### [What the exercise asks]
The output should be the records themselves, given again exactly.

### [Excerpted records]
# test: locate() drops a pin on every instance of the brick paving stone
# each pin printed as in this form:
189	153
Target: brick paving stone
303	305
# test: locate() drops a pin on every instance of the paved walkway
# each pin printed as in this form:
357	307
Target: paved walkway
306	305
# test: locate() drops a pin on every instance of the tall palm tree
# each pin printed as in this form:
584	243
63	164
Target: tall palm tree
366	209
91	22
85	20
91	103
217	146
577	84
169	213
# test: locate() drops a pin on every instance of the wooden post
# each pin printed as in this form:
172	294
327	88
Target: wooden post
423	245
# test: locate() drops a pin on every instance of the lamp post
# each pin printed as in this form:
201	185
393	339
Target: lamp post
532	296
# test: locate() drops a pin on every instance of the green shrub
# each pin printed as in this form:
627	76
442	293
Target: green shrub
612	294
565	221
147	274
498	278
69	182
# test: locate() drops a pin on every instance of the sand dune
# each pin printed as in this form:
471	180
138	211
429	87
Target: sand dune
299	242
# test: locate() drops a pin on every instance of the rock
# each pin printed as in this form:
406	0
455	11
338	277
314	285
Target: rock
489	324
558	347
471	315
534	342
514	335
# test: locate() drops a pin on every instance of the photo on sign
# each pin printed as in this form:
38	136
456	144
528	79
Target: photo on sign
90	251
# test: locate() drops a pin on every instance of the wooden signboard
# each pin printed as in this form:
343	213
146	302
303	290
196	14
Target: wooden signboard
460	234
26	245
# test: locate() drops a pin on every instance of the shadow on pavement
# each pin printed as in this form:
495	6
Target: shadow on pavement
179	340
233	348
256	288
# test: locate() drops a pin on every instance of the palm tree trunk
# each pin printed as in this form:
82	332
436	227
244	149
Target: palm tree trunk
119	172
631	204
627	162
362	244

### [Task output]
# test: locate() drops a pin on every instance of the brick paving stone
# each pin printed as in this form:
189	153
Target: brick paving stone
303	305
# test: locate() drops a pin on every instance of the paved walkway
# each pin printed as in this form:
357	307
Target: paved walkway
306	305
# test: locate() drops a pin on every instance of the tall palm tree
# each pin printed as in this form:
584	243
63	164
Target: tall palm tree
366	209
91	22
85	20
91	103
217	146
577	84
169	213
# test: locate() drops a pin on every instance of the wooden post
# each pin printed as in this form:
172	294
327	88
Target: wooden post
423	245
# test: locate() drops a pin on every instance of the lamp post
# each pin printed as in this form:
201	185
393	339
Target: lamp post
532	296
# test: locate() drops a pin on every instance of the green shrub
# each pin printed as in this form:
627	76
442	293
Target: green shrub
612	294
565	221
147	274
498	278
69	182
# test: locate() drops a pin on every instance of the sand dune
# each pin printed as in this form:
471	180
138	211
429	87
Target: sand dune
299	242
# test: locate() drops a pin on every instance of the rock
# each pin printed as in this form:
406	0
455	11
338	277
314	285
Target: rock
489	324
558	347
471	315
534	342
514	335
# test: locate() drops a pin on every instance of the photo on sign
# each pin printed as in this form:
38	136
456	144
528	79
Target: photo on sign
90	251
# test: locate() drops a pin on every instance of the wooden signboard
# each pin printed as in this form:
343	213
146	302
303	290
196	14
Target: wooden signboard
460	234
26	245
# test: locate() drops a pin on every instance of the shadow on pavement
# each pin printed as in this form:
495	6
Target: shadow on pavement
179	340
233	348
256	288
# test: locate() drops a pin on every instance of the palm tree trunk
# each pin printed as in this form:
82	332
436	227
244	149
Target: palm tree trunk
119	172
631	204
627	162
362	244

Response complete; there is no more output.